**Written instruction**
Rewrite the data from the line with "# point at: the wooden chess" through the end of the data, replacing "rook" with "castle" and leaving everything else unchanged. Do not include the pictures in your answer.

**Material to process**
________________
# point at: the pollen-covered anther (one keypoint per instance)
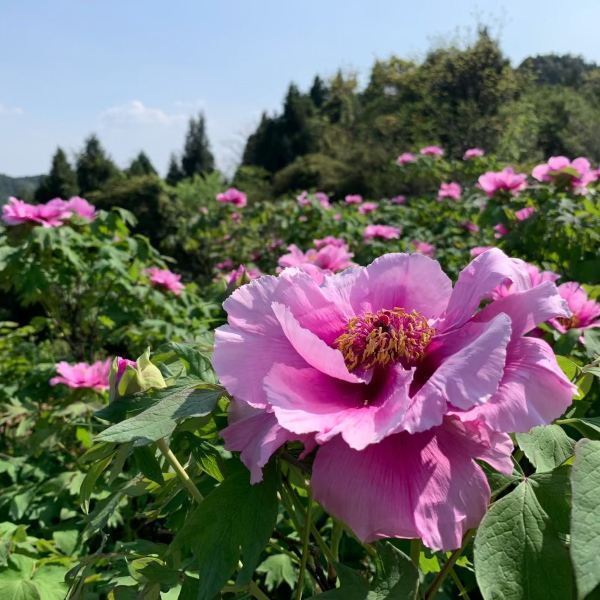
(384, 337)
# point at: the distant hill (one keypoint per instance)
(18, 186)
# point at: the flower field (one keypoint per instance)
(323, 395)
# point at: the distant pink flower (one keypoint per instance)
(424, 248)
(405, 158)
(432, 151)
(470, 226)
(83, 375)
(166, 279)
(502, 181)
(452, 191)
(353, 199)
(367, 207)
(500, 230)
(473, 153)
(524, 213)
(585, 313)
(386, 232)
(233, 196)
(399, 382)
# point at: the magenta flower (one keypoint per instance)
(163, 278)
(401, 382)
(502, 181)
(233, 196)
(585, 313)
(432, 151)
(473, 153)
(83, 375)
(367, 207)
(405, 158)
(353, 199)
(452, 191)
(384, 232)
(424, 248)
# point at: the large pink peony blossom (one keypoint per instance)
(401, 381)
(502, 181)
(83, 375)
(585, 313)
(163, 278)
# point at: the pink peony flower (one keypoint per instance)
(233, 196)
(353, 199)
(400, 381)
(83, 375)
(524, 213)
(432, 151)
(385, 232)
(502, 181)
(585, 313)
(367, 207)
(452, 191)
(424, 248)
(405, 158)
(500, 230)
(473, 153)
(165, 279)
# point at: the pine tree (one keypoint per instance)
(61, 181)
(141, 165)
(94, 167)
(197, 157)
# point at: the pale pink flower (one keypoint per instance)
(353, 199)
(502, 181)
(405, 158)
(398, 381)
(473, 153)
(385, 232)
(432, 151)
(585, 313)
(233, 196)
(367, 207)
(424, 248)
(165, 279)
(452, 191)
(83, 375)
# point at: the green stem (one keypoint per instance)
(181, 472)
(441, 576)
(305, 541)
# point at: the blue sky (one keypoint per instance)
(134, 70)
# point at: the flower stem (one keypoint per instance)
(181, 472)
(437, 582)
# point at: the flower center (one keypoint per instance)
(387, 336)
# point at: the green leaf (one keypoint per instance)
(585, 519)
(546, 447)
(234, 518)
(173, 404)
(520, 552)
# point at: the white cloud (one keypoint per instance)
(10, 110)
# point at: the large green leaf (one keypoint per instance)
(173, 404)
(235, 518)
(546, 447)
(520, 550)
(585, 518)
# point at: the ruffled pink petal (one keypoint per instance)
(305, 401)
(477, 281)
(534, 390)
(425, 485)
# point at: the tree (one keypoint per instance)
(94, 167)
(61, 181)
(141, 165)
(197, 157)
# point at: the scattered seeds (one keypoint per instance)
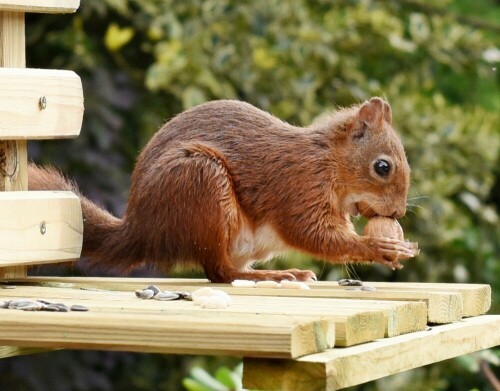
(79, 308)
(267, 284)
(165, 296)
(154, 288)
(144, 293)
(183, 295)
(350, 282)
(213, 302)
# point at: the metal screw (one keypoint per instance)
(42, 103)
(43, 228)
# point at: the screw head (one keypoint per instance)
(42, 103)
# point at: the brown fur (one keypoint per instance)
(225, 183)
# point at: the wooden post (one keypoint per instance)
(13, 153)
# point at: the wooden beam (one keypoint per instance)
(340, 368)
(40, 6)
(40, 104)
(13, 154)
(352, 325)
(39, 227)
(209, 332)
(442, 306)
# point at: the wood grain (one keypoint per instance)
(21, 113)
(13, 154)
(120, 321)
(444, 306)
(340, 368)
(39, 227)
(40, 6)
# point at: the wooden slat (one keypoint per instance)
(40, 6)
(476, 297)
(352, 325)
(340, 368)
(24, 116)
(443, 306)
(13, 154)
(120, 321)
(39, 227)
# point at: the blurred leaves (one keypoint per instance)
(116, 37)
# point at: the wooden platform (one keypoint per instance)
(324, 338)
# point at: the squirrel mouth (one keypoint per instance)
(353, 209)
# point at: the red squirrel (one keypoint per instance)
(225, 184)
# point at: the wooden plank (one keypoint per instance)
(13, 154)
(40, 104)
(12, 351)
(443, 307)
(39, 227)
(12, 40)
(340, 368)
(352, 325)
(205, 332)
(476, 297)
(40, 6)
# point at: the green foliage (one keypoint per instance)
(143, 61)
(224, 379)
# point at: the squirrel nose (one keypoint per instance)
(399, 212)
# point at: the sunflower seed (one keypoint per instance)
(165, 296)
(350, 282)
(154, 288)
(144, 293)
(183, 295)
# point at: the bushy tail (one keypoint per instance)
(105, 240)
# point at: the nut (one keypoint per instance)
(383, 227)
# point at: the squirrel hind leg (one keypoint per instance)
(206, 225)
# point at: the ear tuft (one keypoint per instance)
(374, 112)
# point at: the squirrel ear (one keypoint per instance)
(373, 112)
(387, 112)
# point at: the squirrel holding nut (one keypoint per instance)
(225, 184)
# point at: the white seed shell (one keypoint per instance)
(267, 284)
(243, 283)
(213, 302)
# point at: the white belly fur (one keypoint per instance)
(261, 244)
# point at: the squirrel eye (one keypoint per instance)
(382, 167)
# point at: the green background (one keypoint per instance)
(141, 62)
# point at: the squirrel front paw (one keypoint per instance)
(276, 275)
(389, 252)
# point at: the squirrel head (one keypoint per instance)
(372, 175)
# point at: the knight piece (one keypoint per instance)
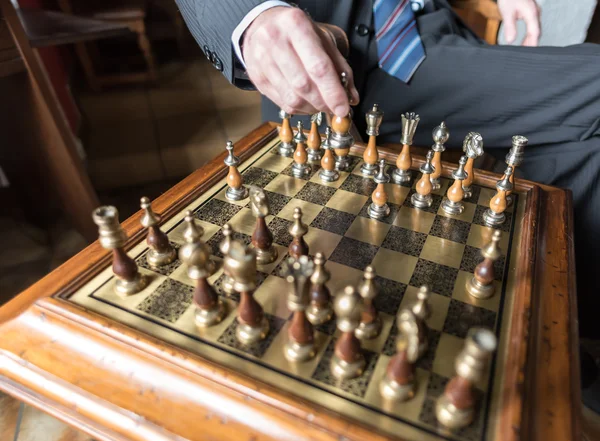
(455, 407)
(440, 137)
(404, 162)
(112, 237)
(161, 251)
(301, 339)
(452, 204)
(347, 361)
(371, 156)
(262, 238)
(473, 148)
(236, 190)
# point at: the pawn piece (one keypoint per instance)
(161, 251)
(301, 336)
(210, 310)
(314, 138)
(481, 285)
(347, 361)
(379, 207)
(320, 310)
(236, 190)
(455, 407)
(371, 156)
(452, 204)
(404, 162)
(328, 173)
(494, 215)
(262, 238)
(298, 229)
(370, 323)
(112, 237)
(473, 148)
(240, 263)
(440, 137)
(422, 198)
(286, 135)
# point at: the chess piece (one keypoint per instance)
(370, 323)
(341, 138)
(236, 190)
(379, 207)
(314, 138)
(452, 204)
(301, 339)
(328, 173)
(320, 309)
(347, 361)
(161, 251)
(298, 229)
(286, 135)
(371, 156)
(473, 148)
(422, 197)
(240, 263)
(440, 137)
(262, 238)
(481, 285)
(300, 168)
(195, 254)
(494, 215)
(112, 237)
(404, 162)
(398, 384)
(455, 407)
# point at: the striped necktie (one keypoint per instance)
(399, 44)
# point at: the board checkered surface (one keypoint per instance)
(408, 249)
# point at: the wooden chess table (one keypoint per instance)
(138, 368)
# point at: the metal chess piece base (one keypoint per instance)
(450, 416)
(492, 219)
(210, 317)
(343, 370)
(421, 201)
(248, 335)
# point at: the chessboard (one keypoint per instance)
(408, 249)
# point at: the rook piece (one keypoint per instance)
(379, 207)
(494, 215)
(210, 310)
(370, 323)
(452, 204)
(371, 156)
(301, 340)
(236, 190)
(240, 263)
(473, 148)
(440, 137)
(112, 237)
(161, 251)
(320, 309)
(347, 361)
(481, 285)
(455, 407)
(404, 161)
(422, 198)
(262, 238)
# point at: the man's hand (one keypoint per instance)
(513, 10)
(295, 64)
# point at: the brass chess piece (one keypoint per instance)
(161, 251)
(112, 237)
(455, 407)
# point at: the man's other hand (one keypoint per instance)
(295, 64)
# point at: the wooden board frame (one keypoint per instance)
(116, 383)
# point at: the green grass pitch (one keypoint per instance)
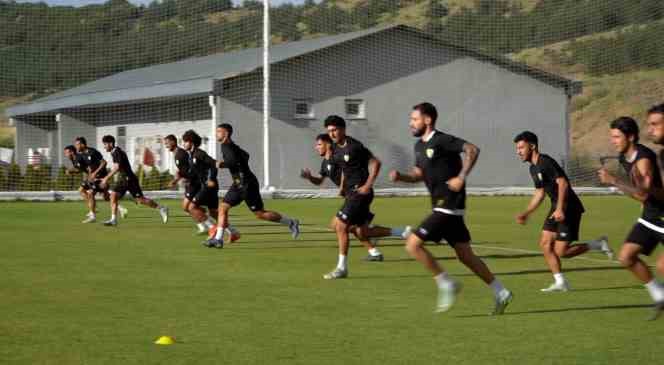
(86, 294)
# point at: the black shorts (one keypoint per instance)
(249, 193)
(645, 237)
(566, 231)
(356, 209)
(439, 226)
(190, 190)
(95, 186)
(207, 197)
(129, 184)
________________
**Response to this task**
# point at: the wooden chess table (one keypoint per instance)
(138, 368)
# point at: the metal chess piece base (one keypoint per instance)
(450, 416)
(492, 219)
(210, 317)
(343, 370)
(421, 201)
(248, 335)
# point at: the chessboard (one keypoint per instance)
(408, 249)
# point at: the castle piece (one keypoint per instance)
(379, 207)
(494, 215)
(210, 310)
(370, 323)
(452, 204)
(371, 156)
(301, 340)
(236, 190)
(240, 263)
(473, 148)
(440, 137)
(112, 237)
(161, 251)
(320, 309)
(347, 361)
(481, 285)
(455, 407)
(404, 161)
(422, 198)
(262, 238)
# point at: the man's hand (one keypoint per instance)
(513, 10)
(295, 64)
# point at: the brass chess piece (one keypoint per instance)
(161, 251)
(112, 237)
(455, 407)
# point at: the man's other hand (one keypoint per instance)
(295, 64)
# point at: the wooden board frame (one keypoint per instance)
(116, 383)
# point at: the green grass pitch (one keypoint per instance)
(86, 294)
# point at: the black shorts (one keypoint per instance)
(249, 193)
(645, 237)
(566, 231)
(356, 209)
(439, 226)
(190, 190)
(95, 186)
(207, 197)
(129, 184)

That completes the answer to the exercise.